BEGIN DATA IN THIS EXERCISE

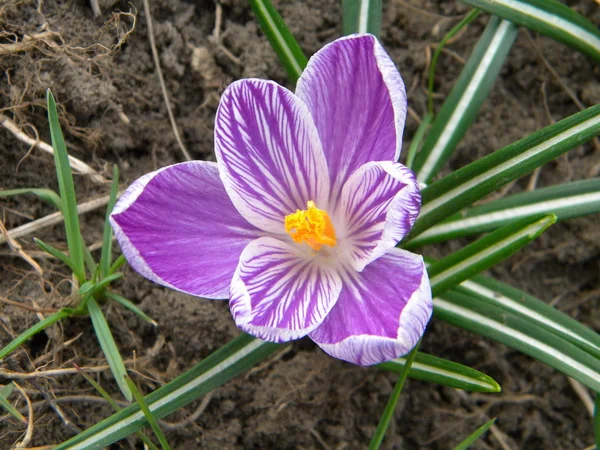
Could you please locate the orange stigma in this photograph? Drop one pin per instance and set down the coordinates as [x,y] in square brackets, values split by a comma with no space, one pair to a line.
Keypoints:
[311,226]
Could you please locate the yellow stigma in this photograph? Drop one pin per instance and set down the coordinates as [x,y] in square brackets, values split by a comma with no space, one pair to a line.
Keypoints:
[311,226]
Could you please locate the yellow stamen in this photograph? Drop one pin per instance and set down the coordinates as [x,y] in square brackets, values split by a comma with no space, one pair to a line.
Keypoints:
[311,226]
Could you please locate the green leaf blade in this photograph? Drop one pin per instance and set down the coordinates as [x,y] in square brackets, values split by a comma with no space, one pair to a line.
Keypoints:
[109,347]
[67,191]
[548,17]
[566,201]
[283,42]
[361,16]
[473,182]
[447,373]
[485,253]
[234,358]
[470,440]
[466,98]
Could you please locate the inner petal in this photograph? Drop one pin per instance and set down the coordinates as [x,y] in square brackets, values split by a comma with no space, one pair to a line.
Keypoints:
[311,226]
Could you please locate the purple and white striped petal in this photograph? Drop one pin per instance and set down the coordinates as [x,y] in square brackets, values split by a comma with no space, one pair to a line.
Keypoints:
[381,313]
[280,291]
[269,153]
[378,206]
[168,221]
[358,102]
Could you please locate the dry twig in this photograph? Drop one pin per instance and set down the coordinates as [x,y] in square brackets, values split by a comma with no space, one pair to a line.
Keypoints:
[161,79]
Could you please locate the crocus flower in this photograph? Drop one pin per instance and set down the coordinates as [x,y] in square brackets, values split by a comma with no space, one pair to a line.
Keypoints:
[298,220]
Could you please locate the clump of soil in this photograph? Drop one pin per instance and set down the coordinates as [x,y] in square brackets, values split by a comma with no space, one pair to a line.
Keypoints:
[112,111]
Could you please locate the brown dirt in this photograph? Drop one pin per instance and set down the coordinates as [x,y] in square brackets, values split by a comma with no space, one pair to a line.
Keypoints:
[113,112]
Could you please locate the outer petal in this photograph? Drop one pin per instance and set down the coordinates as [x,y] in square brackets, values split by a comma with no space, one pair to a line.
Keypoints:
[269,153]
[358,101]
[378,206]
[280,292]
[177,227]
[381,313]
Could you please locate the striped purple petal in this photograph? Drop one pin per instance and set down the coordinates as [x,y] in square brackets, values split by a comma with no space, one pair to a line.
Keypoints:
[381,312]
[269,153]
[358,102]
[378,206]
[280,291]
[177,227]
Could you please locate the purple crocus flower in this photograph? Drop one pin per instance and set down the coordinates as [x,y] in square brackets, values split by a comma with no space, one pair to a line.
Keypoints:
[298,220]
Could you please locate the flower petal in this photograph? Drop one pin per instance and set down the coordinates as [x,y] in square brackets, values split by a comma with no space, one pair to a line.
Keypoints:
[381,313]
[378,206]
[358,102]
[281,292]
[269,153]
[177,227]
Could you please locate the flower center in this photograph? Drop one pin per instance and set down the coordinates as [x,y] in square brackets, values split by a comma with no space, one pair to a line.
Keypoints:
[312,226]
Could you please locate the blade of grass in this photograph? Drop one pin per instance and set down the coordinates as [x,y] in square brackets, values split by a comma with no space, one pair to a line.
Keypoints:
[361,16]
[46,195]
[417,139]
[473,182]
[4,393]
[436,54]
[67,191]
[117,264]
[232,359]
[485,252]
[548,17]
[55,252]
[464,445]
[290,54]
[566,201]
[30,332]
[114,405]
[109,347]
[106,253]
[130,306]
[486,320]
[441,371]
[466,97]
[388,413]
[139,398]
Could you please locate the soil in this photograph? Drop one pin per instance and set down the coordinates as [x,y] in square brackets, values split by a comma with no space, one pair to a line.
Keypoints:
[112,111]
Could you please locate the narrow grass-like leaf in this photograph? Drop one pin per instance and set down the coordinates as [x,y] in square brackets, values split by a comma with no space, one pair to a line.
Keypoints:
[441,371]
[464,445]
[5,391]
[436,54]
[61,256]
[597,420]
[109,347]
[117,264]
[418,137]
[106,396]
[67,191]
[485,252]
[106,253]
[361,16]
[46,195]
[464,186]
[30,332]
[530,309]
[468,312]
[139,398]
[566,201]
[234,358]
[130,306]
[390,407]
[466,97]
[289,52]
[548,17]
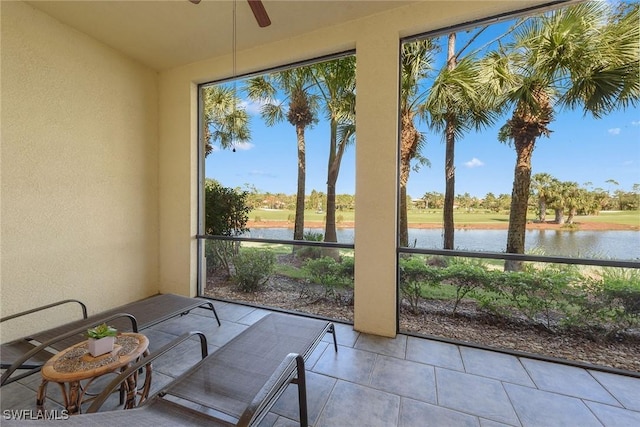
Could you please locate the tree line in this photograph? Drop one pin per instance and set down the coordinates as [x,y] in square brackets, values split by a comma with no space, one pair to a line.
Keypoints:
[582,56]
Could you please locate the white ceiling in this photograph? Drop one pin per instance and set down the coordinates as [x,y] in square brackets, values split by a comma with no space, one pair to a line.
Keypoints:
[167,34]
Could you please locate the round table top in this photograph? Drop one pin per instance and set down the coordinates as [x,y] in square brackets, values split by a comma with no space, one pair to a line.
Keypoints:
[76,363]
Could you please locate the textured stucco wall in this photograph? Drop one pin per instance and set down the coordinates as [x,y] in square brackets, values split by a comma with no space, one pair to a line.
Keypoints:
[79,169]
[376,40]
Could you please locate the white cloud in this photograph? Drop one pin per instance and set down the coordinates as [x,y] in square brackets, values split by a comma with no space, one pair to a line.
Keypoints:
[254,107]
[474,163]
[243,146]
[261,173]
[239,146]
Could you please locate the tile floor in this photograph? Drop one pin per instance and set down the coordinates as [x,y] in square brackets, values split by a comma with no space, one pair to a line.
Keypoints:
[406,381]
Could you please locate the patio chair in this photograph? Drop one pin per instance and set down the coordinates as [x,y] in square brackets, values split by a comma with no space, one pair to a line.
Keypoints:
[234,386]
[29,353]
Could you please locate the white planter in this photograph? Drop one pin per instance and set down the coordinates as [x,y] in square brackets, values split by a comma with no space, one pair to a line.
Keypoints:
[101,346]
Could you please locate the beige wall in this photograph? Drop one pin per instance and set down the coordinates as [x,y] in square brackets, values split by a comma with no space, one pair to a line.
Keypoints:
[376,40]
[79,168]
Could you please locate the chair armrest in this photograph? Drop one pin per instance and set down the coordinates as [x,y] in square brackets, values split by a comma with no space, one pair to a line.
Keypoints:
[274,387]
[16,365]
[115,383]
[44,307]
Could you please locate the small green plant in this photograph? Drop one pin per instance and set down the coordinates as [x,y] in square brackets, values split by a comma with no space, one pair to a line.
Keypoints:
[414,275]
[102,331]
[253,267]
[331,274]
[306,252]
[466,276]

END DATA IN THIS EXERCISE

> [WHAT IS ASKED] Print out the whole of the material word for word, without pictures.

> [COMPLETED TASK]
Could you please locate the orange stigma in this photograph? Drop one pin per instance and set down the coordinates as [x,y] in square brackets, values split by a comma with no space, one pair to a line.
Keypoints:
[311,226]
Could you please locate the yellow stigma in this photograph? Drop one pin per instance and set down the coordinates as [x,y] in square brackets, values split by a comma with no space, one pair to a line.
Keypoints:
[311,226]
Could you please locate the yellow stamen in this photograph? Drop one pin per instance and set down the coordinates as [x,y] in square brackets, values split by a comma with no space, one pair to a line.
Keypoints:
[311,226]
Could you please locate the green leaf blade in this photograph? Drop one pin per instance and set down the coordinates as [x,y] in square brackets, values split by a comma with no space, one pair to a line.
Keypoints:
[109,347]
[67,191]
[548,17]
[566,201]
[283,42]
[361,16]
[473,182]
[447,373]
[485,253]
[234,358]
[470,440]
[466,98]
Could you please locate the inner petal in this photograph? Drop one pin per instance and set down the coordinates as [x,y] in square brackets, values split by a comma with no space, one pair to a line.
Keypoints:
[311,226]
Could you please locate the purple and white striped petal in this photograph? Drop one pin per instance and set down the coordinates as [x,y] in square brackets, values split by a comma with no space, one pair to a line.
Keypoints:
[381,313]
[280,291]
[269,153]
[378,206]
[168,221]
[358,102]
Could you please locate the dry twig in this photograph? Drop one pin per instance and set down the coordinates as [x,y] in square brackets, values split by a comma with no space, one pair to a line.
Keypoints:
[161,79]
Could you please locate the crocus flower in this photograph? Drop one pin per instance and set down the coordinates as [x,y] in square brackets, values split by a comma with no space, one pair to a line.
Keypoints:
[298,220]
Could you please locate the clump of soil in this photograph? Drop one pin per instance and set down the coordinates as [x,y] in square brackets, values split by a comma with no space, one pair to a line.
Keypoints:
[112,111]
Could you please locate the brown dirt in this photograph? Drop one pin per instance and set down the coordinates as [x,y] in square brackets, values split by a comma with no space, one pair to a line.
Keypoints:
[113,112]
Could you please locate the outer petal in this photograph? Drop one pin per instance and set down the coordinates as [x,y] in square brackets, values split by a comma with no space, one pair to a line.
Keypoints:
[269,153]
[358,101]
[378,206]
[280,292]
[177,227]
[381,313]
Could you please locate the striped purple petal in this photograph? Drop one pin per instance and set down the coordinates as [x,y] in square brackets, values split by a comma with no space, one pair to a line.
Keypoints:
[381,312]
[269,153]
[358,102]
[378,206]
[280,291]
[177,227]
Could you please locate the purple crocus flower in this photograph? Drop one pin per instance and set down the coordinates as [x,y] in square brackets, values split by a comma with no space, one pair to a line.
Keypoints:
[298,220]
Could you please locate the flower petal in this photograph? Drop one pin per instance and set down the coordinates as [x,y] in square brackets, values split by a comma with no space, one pair to a line.
Keypoints:
[381,313]
[378,206]
[358,102]
[281,292]
[269,153]
[177,227]
Could you please locate the flower center in this photograph? Drop one pin per instance and set down the coordinates as [x,y] in square brackets, values split by a comma with no space, one pair to a line.
Keypoints:
[312,226]
Could you please locate the blade of grass in this photograph? Drop one pin per instance and set down the coordinates as [x,y] in square brackets, values split by a comma with no space, one pair to a line.
Keypoints:
[361,16]
[46,195]
[417,139]
[473,182]
[4,393]
[436,54]
[67,191]
[117,264]
[232,359]
[485,252]
[548,17]
[55,252]
[464,445]
[290,54]
[566,201]
[30,332]
[114,405]
[109,347]
[106,253]
[130,306]
[486,320]
[441,371]
[466,97]
[388,413]
[139,398]
Could you please locate the soil in this photograph? Drop one pin per instance and set down the coordinates as [x,y] in square brackets, values split by a comma with no space, one pair to a line.
Keypoints:
[112,111]
Could you please locate the narrow grass-like leaf in this photograph? Drop one pin per instance and set down the coordinates as [x,y] in square brackets, values split by a comma with no space, one pair to a line.
Keypoints:
[441,371]
[464,445]
[5,391]
[436,54]
[61,256]
[597,420]
[109,347]
[117,264]
[418,137]
[106,396]
[67,191]
[485,252]
[106,253]
[361,16]
[46,195]
[464,186]
[30,332]
[530,309]
[468,312]
[139,398]
[566,201]
[234,358]
[130,306]
[390,407]
[466,97]
[289,52]
[548,17]
Could you please locate the tree line in this photograph? Drop one pin per instance and set down the coordinates as [x,y] in square brackets, values split by a comma with no space, one pair to a line.
Keypoints:
[582,56]
Could you please locate the white ceiling in this photograph? Drop one pin per instance and set down the coordinates as [x,y] in square brackets, values split by a comma with no space, one pair to a line.
Keypoints:
[167,34]
Could you please locate the round table top in this photograph? Drop one pin per instance and set down the coordinates as [x,y] in square brackets, values split by a comma with no space, one pair to a line.
Keypoints:
[76,363]
Could you please locate the textured stucco wall in this photograph? Drop one pin per instance and set down the coordinates as [x,y] in square brackets, values split by a comma with no space, one pair to a line.
Keypoints:
[79,169]
[376,40]
Could you please locate the white cloud in this photograph? Drop one pin per instance and set down the coordinates as [x,y] in square brackets, values split by a comma with no space, one pair to a line.
Keypoints:
[254,107]
[474,163]
[243,146]
[261,173]
[239,146]
Could you please locate the tile floor in this photograph? Drop one pin per instance and set down the coordinates as [x,y] in square brackets, values split by a comma with no space, one pair to a line.
Keypoints:
[406,381]
Could you please locate the patio chair in this photograph? Drop one pin per instance and set down the coordinates as [x,y] in square brackets, values split by a comma with no space, one pair to a line.
Keypoints:
[234,386]
[29,353]
Could you please locate the white planter in this photograph? Drop one pin per instance and set down the coordinates as [x,y] in square brackets, values split by a comma with no space, one pair to a line.
Keypoints:
[101,346]
Could you please locate the beige wall in this photograph? Drop one pin per instance and set down the coordinates as [x,y] in square brackets, values split by a comma with no space, one pair to a line.
Keypoints:
[376,40]
[79,168]
Could you please locate the chair armrest in this photograph? Drop one pin per instance and set down the coordinates as [x,y] in square brackets, values split by a comma with no space, one pair to a line.
Keypoints:
[274,387]
[16,365]
[115,383]
[44,307]
Could you please locate the small green plant in this photograph? Drop one pin per instance and set down the coordinates as [x,y] in square brackets, values split by a comma with no space, one pair to a line.
Keypoints:
[414,275]
[102,331]
[253,267]
[331,274]
[306,252]
[466,276]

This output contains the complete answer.